Uma pena que Os Rejeitados tenha saído de cartaz, se não, todos os 10 indicados ao Oscar de melhor filme estariam disponíveis com a estreia de Ficção Americana (American Fiction, 2023) no Amazon Prime Video. A propósito, vale apontar: foi um lançamento sem pompa nem circunstância. A plataforma de streaming não divulgou junto à imprensa e não destacou em seu menu — o carrossel de abertura do aplicativo, pelo menos no meu celular, destaca 10 outros títulos: O Jogo da Espionagem, Beekeper: Rede de Vingança, Patos!, Aquaman 2: O Reino Perdido, Igor Guimarães: Benigno in Paradise, A Maior História de Amor Nunca Contada, Natureza Humana, Casamento Grego 3, Ambulância: Um Dia de Crime e Não se Preocupe, Querida. Nenhum deles disputa a premiação que vai ser realizada daqui a poucos dias, em 10 de março. Para encontrar Ficção Americana, não bastou rolar a tela para baixo: foi preciso rolar para o lado também.
Gênero geralmente menosprezado pela Academia de Hollywood, a comédia (ainda que misturada ao drama) conseguiu emplacar quatro títulos nessa lista. Além dos dois citados, concorrem Barbie e Pobres Criaturas. A relação de competidores se completa com Anatomia de uma Queda, Assassinos da Lua das Flores, Maestro, Oppenheimer (o grande favorito), Vidas Passadas e Zona de Interesse.

☆ ☆ ☆ ☆ ☆

- [Tarefas]
1) No texto sobre os indicados ao Oscar, troque "comédia" por "sátira" e reescreva a parte que começa em "Gênero geralmente menosprezado" e segue até "Zona de Interesse.".
2) Responda com base no texto sobre os indicados ao Oscar:
(a) Em que data vai ser realizada a premiação?
(b) Em que plataforma de streaming Ficção Americana estreou?
(c) Qual concorrente é apontado como o grande favorito?
3) Escreva o que vem a seguir no texto sobre os indicados ao Oscar de melhor filme, a partir do ponto em que ele termina.
O material não é usado em nenhuma das tarefas.

- [Linhas de dados]
☆ ☆ ☆ ☆ ☆

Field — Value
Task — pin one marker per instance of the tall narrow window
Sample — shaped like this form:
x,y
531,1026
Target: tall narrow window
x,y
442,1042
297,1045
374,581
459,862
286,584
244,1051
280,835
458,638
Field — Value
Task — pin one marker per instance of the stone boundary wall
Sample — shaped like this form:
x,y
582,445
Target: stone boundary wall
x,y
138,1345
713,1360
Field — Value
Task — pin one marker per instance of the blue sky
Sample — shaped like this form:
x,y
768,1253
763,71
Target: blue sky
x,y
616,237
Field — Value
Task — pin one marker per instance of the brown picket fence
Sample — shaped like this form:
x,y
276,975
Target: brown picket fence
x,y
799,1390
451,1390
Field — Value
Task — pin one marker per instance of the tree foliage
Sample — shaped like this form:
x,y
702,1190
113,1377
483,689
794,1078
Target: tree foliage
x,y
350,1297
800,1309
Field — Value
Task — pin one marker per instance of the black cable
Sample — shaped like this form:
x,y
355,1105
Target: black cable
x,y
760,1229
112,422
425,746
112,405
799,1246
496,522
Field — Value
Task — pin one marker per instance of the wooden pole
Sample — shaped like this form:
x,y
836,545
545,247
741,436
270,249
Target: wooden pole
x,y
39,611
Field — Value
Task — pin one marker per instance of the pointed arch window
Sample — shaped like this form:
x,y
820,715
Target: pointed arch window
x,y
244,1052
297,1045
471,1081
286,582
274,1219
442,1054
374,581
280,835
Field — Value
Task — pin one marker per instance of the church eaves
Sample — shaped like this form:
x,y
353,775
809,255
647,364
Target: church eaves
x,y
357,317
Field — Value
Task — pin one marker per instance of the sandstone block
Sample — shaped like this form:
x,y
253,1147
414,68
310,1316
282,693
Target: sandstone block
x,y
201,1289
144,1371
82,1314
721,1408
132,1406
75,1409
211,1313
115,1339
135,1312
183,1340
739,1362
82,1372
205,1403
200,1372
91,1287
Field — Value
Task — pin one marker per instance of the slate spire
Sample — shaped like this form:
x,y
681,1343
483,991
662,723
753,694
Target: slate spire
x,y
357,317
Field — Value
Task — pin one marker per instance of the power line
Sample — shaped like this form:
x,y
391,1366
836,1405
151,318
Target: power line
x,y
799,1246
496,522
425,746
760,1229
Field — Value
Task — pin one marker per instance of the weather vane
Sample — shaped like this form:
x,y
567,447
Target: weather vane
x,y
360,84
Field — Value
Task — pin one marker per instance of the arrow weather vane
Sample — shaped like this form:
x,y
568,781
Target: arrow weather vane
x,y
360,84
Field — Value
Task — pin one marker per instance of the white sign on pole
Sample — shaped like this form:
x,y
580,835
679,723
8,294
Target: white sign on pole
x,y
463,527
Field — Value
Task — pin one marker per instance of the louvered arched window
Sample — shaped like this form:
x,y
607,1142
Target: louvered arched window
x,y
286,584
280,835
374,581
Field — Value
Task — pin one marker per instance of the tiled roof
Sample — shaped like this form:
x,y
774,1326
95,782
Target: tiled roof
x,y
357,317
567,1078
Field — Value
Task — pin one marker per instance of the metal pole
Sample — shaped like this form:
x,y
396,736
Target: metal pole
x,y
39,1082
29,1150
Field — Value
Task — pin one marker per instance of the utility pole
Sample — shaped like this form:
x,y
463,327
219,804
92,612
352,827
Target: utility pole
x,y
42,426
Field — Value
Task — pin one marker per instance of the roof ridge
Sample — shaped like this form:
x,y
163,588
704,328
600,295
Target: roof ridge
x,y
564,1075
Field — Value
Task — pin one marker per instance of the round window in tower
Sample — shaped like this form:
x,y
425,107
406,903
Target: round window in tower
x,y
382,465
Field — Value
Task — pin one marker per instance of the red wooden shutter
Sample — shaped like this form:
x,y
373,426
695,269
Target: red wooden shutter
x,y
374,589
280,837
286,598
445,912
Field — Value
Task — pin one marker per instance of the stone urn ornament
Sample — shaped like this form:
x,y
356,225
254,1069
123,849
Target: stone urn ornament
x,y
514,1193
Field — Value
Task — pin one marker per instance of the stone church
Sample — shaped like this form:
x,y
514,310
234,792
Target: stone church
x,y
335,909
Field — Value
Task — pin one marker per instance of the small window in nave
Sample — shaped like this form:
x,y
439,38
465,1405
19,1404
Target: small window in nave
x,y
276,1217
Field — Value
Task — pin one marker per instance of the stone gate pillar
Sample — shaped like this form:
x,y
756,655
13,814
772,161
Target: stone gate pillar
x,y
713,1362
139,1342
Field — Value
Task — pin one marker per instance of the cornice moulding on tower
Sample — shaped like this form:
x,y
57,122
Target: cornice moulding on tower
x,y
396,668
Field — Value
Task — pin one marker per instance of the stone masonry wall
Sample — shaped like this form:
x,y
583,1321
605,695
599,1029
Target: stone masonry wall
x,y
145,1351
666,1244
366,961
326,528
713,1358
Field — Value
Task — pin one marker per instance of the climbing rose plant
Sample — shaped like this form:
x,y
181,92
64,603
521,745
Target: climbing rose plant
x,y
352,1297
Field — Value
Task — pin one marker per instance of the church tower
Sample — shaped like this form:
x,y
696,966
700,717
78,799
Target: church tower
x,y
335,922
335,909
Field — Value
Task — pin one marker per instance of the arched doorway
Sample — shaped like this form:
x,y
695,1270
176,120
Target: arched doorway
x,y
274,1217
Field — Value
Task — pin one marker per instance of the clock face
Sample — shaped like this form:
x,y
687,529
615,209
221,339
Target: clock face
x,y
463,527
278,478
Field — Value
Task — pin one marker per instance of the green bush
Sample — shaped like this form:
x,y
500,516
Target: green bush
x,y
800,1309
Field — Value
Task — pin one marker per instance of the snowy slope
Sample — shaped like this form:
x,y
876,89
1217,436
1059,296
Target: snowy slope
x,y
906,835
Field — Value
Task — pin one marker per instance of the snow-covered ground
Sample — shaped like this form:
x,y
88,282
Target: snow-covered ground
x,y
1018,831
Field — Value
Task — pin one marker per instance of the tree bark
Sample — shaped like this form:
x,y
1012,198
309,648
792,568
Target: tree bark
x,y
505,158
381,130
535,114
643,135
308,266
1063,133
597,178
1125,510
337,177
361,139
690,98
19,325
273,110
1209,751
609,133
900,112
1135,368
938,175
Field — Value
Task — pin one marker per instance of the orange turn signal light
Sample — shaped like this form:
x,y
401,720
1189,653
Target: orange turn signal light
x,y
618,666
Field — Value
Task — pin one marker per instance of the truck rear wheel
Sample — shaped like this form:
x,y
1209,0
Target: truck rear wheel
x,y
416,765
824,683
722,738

☆ ☆ ☆ ☆ ☆

- [Respostas escritas]
1)
Gênero geralmente menosprezado pela Academia de Hollywood, a sátira (ainda que misturada ao drama) conseguiu emplacar quatro títulos nessa lista. Além dos dois citados, concorrem Barbie e Pobres Criaturas. A relação de competidores se completa com Anatomia de uma Queda, Assassinos da Lua das Flores, Maestro, Oppenheimer (o grande favorito), Vidas Passadas e Zona de Interesse.

2)
(a) Em 10 de março.
(b) No Amazon Prime Video.
(c) Oppenheimer.

3)
Ficção Americana disputa outras quatro categorias: melhor ator, com Jeffrey Wright (visto nos recentes A Crônica Francesa e Asteroid City); ator coadjuvante, com Sterling K. Brown (vencedor do prêmio Emmy pela série This Is Us); roteiro adaptado, escrito por Cord Jefferson — ganhador do Bafta, da Academia Britânica, e do Critics Choice — a partir do romance Erasure (2001), de Percival Everett; e música original, com a trilha jazzística composta por Laura Karpman.
Primeiro longa-metragem dirigido por Jefferson, que traz no currículo o trabalho como roteirista nas séries Master of None, The Good Place e Watchmen, Ficção Americana lança um outro olhar sobre o racismo nos Estados Unidos. Foca nas ideias estereotipadas e nas práticas segregacionistas às quais personagens e autores negros estão sujeitos na literatura, no cinema, nas séries. Isso é sinalizado já na escalação de Jeffrey Wright, um eterno coadjuvante, ao papel de protagonista.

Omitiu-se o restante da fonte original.